**Exercise instructions:**
Beginning with the line that contains "of the snowy", extract each line through the end of the listing below, with no additions or omissions.

**Object location annotation data:**

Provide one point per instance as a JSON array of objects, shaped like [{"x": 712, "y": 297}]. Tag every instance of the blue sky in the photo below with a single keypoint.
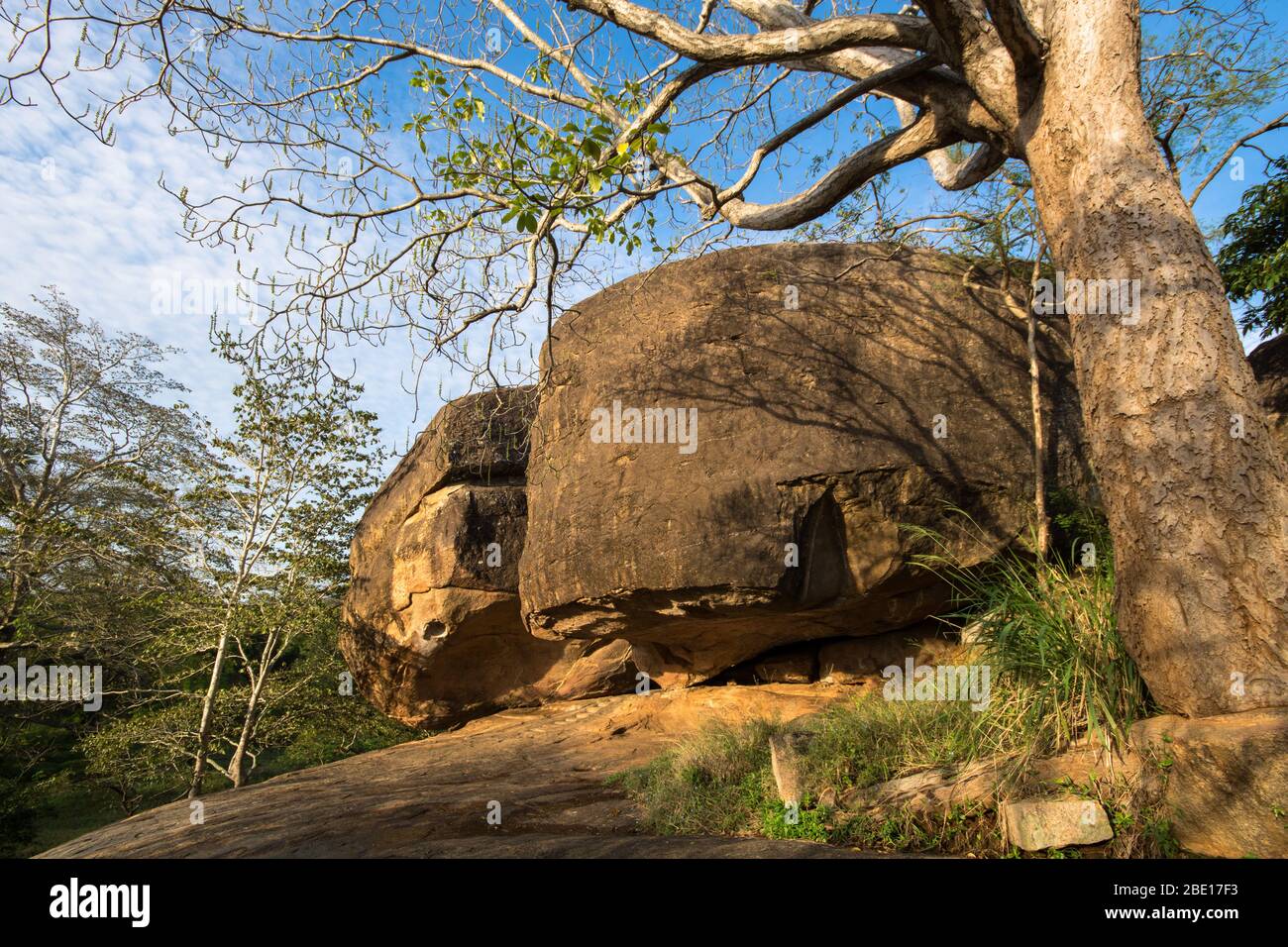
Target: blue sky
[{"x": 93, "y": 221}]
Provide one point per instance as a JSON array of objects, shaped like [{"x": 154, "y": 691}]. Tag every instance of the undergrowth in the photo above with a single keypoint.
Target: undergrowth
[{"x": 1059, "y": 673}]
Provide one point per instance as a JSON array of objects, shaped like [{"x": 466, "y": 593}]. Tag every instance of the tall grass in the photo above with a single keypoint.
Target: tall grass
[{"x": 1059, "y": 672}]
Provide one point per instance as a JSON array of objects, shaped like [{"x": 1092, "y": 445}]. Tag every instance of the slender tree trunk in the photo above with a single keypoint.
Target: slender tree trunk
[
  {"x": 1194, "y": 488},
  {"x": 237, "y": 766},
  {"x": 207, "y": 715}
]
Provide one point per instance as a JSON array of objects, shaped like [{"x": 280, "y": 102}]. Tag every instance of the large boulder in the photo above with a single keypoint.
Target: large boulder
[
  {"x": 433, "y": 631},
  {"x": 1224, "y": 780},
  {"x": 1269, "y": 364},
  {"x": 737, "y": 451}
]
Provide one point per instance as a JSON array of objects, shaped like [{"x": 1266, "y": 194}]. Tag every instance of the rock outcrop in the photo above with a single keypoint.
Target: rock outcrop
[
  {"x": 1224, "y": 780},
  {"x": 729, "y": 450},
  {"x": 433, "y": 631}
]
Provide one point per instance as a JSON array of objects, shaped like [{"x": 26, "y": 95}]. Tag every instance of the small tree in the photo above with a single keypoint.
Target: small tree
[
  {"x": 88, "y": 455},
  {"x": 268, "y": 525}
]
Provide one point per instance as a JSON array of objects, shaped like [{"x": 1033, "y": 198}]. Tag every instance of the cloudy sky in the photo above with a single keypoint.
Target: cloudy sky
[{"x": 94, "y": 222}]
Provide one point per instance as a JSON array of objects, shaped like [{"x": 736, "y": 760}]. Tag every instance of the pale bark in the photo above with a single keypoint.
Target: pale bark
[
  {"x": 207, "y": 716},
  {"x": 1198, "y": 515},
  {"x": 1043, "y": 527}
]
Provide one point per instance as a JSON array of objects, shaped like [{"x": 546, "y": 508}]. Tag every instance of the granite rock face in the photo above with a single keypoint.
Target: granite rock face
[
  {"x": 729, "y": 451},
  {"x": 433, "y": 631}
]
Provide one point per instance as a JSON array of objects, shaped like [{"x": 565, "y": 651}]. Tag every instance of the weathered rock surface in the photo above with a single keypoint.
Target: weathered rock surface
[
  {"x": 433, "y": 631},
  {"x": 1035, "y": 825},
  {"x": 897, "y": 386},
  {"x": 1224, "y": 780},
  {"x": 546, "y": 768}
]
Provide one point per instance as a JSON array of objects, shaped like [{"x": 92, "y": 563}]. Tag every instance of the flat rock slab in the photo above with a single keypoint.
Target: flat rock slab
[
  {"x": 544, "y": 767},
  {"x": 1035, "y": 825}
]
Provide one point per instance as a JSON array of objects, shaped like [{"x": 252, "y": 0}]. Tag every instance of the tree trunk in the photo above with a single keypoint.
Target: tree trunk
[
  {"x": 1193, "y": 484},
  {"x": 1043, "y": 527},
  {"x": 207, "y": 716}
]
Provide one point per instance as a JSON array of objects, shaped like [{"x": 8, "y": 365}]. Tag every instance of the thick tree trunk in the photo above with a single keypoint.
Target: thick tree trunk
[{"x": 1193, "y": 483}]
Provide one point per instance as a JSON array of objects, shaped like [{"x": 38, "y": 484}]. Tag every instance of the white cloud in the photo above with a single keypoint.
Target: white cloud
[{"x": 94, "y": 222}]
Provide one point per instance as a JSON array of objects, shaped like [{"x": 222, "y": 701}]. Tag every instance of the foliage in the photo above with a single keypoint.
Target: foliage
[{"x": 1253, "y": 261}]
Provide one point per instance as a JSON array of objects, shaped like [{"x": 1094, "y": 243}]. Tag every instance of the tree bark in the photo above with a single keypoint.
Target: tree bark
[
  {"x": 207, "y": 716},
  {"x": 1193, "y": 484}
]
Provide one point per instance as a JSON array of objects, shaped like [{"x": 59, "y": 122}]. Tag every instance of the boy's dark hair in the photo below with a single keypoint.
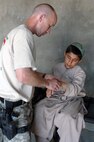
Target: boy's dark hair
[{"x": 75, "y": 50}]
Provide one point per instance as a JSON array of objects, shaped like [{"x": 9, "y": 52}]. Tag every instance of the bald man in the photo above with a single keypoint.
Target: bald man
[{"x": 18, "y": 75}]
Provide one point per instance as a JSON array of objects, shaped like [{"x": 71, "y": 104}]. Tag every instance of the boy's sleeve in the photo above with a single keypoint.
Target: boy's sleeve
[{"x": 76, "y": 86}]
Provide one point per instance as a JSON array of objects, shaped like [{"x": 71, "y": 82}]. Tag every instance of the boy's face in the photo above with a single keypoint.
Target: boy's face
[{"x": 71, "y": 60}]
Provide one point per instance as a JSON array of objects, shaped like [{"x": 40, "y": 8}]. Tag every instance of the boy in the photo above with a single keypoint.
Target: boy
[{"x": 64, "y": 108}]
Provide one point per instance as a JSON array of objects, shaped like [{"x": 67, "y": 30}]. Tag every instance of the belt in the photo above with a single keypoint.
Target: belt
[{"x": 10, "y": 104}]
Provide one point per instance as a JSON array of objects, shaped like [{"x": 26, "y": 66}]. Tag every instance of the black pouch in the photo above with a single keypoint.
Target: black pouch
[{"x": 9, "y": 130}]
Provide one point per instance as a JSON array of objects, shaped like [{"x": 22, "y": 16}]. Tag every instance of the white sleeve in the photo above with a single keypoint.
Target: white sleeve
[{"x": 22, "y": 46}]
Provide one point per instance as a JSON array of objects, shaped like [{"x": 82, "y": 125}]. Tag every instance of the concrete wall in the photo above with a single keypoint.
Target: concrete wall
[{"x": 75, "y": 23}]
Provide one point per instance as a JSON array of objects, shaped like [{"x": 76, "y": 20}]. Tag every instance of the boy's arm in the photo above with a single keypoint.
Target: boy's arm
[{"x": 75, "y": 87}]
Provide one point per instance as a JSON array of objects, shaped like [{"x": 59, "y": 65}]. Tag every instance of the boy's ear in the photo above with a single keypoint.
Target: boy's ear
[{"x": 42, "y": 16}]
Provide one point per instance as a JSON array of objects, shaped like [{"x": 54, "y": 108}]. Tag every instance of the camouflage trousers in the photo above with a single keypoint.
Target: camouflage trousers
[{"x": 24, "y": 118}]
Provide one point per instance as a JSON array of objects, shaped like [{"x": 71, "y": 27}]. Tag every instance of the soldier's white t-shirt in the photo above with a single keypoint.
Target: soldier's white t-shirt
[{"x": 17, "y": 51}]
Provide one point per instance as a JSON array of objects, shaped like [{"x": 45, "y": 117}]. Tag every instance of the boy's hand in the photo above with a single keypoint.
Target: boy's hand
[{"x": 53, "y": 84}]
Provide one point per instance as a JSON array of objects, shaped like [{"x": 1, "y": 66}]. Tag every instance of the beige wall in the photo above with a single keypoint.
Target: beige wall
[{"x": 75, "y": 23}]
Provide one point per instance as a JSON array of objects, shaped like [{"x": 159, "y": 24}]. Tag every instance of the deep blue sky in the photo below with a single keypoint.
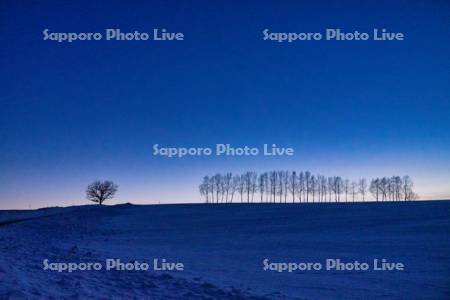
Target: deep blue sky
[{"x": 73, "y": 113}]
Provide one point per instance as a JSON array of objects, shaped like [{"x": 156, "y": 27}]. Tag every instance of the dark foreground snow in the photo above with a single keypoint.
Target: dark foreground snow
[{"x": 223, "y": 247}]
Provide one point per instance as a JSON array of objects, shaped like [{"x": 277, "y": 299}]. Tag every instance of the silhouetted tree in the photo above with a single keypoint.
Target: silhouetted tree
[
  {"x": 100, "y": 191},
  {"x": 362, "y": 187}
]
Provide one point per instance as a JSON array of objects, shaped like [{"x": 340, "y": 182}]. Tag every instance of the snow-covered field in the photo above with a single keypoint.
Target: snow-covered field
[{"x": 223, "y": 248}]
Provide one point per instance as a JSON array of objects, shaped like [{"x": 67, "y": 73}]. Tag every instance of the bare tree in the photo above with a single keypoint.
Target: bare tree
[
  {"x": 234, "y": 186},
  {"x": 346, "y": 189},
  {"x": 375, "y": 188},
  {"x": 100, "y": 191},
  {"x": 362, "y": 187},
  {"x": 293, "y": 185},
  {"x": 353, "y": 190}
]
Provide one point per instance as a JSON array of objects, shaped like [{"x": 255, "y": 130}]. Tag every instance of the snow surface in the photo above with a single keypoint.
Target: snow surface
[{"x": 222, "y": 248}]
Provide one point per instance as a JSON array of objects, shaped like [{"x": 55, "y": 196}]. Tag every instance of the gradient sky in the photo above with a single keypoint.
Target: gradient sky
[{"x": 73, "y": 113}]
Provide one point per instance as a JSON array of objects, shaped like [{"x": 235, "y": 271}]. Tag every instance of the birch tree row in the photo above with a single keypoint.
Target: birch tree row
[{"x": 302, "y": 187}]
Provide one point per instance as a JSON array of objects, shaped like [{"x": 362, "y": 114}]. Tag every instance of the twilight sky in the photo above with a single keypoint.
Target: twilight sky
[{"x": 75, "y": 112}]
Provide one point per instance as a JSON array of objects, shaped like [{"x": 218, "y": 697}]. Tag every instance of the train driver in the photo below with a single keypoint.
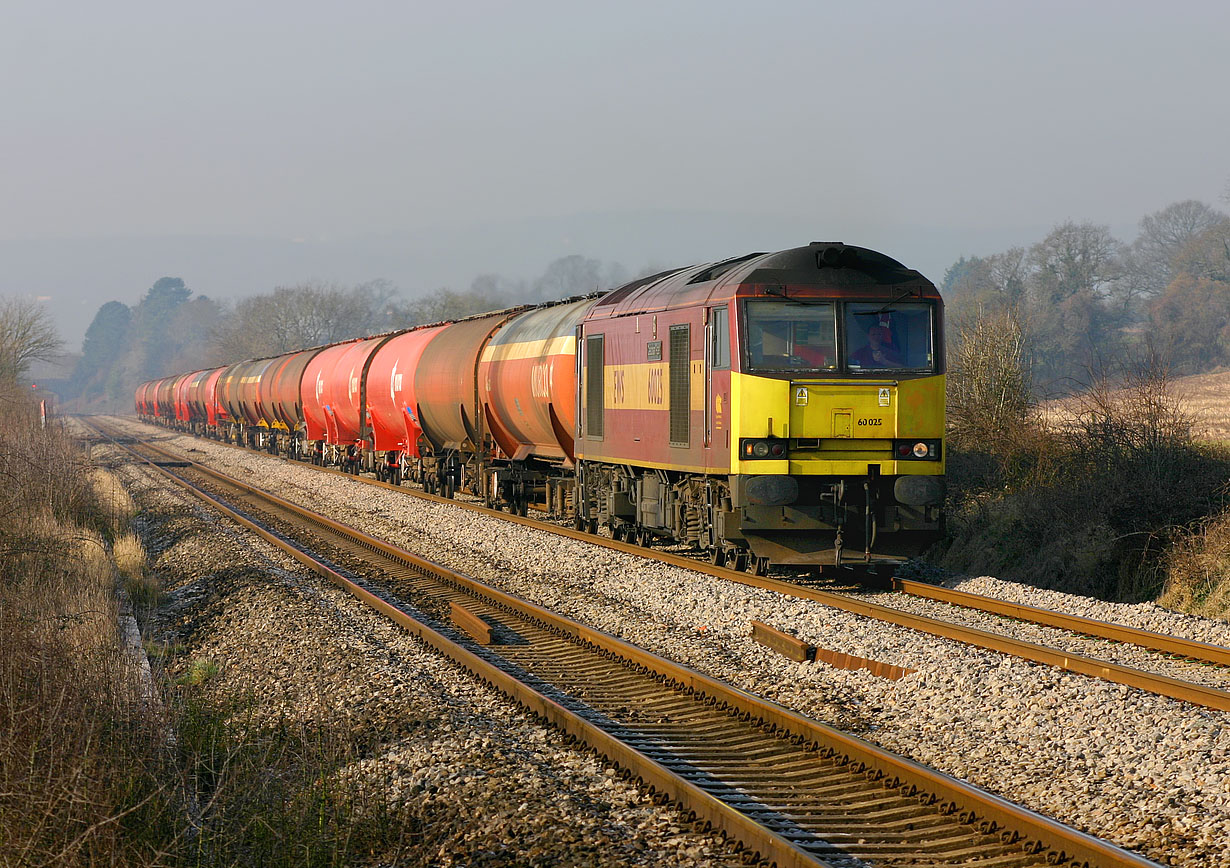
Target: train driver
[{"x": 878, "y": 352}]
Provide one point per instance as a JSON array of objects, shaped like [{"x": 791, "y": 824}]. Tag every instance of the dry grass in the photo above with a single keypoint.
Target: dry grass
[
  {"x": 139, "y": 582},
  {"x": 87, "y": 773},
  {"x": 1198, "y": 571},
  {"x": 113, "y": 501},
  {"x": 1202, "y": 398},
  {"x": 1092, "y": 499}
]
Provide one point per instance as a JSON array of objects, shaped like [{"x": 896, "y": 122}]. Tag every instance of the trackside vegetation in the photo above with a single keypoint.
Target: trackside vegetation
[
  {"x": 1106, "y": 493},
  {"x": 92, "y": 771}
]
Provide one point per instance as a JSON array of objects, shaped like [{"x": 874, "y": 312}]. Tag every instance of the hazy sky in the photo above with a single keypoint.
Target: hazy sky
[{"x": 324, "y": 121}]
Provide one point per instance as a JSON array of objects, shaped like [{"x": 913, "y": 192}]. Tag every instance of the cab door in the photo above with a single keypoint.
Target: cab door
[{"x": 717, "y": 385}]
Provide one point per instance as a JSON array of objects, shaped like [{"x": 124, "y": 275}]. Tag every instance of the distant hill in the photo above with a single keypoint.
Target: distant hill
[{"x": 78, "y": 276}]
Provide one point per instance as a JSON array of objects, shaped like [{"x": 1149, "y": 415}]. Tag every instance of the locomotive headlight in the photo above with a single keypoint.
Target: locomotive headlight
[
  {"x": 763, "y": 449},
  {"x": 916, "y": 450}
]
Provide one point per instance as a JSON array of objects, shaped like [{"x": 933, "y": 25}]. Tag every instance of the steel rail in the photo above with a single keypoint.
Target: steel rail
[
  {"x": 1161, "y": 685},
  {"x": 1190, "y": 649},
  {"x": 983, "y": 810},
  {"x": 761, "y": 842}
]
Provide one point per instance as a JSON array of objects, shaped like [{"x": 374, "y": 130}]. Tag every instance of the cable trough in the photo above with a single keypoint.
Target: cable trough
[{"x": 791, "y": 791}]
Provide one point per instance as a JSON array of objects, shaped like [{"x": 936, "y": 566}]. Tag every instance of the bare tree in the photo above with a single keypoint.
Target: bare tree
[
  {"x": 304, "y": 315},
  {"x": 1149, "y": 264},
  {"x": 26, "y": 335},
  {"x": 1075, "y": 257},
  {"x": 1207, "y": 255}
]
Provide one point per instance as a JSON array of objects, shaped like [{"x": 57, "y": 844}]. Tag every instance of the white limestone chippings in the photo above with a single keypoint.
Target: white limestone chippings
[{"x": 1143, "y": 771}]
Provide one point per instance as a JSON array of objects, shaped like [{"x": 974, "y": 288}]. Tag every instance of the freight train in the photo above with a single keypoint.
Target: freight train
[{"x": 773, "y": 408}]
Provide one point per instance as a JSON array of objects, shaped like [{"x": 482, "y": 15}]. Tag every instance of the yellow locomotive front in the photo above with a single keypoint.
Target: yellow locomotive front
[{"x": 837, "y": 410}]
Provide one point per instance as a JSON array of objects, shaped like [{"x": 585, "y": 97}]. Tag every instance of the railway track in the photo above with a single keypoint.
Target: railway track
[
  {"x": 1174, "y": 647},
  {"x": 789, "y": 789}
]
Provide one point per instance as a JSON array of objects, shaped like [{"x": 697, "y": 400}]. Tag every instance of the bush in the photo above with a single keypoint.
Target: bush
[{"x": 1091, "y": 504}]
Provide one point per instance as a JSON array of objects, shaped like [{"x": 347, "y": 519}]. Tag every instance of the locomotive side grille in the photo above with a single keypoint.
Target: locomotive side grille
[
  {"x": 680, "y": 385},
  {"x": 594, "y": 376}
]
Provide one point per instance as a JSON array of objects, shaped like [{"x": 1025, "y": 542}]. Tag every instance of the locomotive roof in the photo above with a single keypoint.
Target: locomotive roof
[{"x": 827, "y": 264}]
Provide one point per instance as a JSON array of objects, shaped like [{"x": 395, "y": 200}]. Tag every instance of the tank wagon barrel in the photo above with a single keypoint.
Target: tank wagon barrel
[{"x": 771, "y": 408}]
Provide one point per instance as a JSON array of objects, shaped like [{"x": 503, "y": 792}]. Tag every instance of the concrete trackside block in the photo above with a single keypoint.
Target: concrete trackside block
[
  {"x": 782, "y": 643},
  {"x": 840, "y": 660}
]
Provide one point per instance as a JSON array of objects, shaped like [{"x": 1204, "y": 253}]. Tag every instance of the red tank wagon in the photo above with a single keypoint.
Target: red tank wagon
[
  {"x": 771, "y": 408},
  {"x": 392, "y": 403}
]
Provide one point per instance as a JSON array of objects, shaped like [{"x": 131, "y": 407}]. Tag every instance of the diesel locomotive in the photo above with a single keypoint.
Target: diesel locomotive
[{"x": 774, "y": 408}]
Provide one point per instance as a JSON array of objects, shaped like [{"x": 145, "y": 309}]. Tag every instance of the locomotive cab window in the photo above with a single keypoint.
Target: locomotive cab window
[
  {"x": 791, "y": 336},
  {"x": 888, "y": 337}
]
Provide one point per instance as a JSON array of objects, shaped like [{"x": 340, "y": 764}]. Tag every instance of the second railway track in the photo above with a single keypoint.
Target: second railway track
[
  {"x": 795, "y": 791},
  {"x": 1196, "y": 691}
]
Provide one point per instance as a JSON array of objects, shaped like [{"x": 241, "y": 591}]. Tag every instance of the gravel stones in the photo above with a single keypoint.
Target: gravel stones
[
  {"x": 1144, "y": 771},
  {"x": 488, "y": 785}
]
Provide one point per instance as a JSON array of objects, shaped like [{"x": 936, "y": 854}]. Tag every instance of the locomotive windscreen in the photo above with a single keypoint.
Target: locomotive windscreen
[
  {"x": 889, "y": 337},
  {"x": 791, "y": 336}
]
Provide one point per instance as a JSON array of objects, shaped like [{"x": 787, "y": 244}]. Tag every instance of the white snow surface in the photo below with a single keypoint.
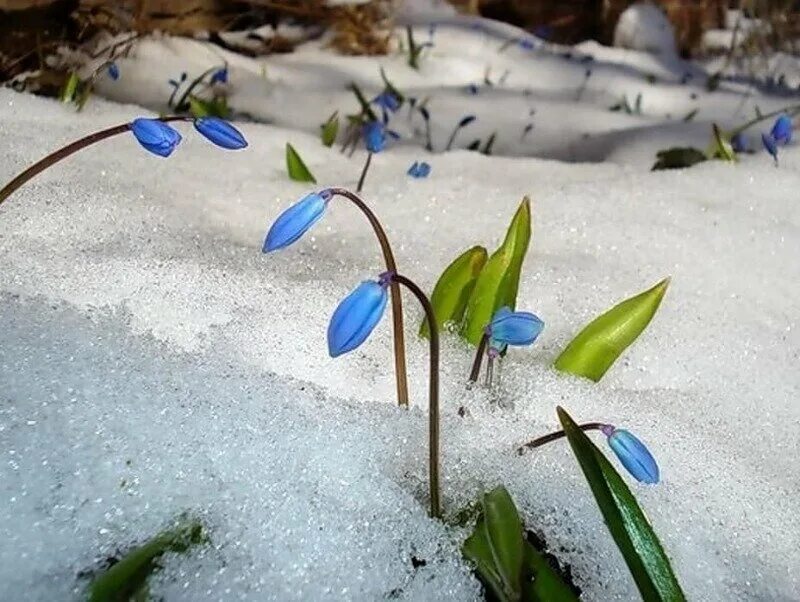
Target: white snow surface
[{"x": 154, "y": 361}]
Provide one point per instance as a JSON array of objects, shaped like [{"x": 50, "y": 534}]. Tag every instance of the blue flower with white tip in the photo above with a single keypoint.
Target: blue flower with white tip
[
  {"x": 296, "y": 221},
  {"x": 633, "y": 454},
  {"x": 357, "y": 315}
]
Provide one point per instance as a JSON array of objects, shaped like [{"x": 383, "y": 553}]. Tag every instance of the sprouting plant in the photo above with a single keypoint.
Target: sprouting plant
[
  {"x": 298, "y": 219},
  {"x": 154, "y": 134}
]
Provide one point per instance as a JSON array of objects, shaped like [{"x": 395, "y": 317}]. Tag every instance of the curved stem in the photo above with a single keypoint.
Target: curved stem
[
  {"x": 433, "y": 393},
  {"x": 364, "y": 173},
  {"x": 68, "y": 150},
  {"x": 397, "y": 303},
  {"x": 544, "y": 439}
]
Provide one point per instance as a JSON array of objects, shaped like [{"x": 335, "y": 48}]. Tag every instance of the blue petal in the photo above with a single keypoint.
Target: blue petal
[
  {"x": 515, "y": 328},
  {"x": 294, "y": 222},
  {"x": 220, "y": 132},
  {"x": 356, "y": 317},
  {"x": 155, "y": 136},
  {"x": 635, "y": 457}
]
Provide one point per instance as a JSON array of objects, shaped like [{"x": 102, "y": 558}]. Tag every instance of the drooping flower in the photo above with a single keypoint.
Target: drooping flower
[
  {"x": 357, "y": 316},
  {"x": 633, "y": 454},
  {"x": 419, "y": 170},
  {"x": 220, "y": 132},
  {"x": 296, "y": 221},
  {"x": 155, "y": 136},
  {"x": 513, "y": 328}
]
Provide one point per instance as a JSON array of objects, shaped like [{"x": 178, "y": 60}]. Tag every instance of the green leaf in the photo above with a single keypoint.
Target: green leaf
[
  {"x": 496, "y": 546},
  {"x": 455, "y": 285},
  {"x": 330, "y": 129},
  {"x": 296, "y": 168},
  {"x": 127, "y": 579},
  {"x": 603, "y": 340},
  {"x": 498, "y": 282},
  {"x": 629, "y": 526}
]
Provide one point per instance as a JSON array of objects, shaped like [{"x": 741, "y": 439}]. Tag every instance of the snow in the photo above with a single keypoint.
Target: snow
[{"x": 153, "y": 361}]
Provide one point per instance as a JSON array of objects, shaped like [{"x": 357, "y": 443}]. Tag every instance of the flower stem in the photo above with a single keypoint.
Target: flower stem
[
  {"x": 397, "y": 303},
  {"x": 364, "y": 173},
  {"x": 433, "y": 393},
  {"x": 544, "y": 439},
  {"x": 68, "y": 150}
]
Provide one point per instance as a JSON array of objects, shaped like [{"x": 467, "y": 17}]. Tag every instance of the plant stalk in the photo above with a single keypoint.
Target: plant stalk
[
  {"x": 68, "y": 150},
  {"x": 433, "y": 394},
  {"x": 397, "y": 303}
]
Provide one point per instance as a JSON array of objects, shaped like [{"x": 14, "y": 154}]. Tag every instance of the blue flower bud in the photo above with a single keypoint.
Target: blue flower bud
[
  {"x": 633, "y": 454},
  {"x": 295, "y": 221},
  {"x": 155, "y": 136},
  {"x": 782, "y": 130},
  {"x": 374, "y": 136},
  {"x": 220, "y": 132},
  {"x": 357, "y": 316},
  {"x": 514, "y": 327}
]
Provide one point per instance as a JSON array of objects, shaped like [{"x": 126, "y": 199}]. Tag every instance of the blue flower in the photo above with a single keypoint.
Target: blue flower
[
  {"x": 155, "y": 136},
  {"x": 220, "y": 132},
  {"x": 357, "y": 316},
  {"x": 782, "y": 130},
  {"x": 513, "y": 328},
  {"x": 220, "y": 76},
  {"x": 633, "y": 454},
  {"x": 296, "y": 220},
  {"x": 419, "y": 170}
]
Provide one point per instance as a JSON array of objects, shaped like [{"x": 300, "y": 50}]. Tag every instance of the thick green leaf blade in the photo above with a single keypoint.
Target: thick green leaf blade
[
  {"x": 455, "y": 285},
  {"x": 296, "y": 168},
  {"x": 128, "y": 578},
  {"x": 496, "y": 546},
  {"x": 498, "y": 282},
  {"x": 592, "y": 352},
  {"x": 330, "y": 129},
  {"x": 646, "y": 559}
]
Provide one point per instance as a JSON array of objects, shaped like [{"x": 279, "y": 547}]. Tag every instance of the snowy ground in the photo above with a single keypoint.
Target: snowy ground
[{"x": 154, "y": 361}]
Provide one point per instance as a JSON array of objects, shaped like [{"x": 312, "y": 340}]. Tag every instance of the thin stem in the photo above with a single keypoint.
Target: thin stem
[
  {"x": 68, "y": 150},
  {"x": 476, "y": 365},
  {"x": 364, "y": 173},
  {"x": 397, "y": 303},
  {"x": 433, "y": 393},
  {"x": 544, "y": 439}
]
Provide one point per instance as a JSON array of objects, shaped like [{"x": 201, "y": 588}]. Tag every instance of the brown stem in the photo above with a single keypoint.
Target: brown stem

**Result:**
Provide one point per instance as a JSON array of objects, shaped like [{"x": 279, "y": 547}]. Tag every instance of the snowy ground in the photo above with a single keypoint.
Target: snowy ground
[{"x": 154, "y": 361}]
Provide one point per instance as a JSON array of objects, shaped like [{"x": 312, "y": 340}]. Tag every instance of the thin stem in the photo above with a single keypoint.
Target: thin stem
[
  {"x": 68, "y": 150},
  {"x": 476, "y": 365},
  {"x": 364, "y": 173},
  {"x": 397, "y": 303},
  {"x": 433, "y": 393},
  {"x": 544, "y": 439}
]
Provide one point per instance as a JSON array of objects, shaped like [{"x": 201, "y": 588}]. Tag every instance of the brown stem in the photo above with a single keypoint.
Target: brown stem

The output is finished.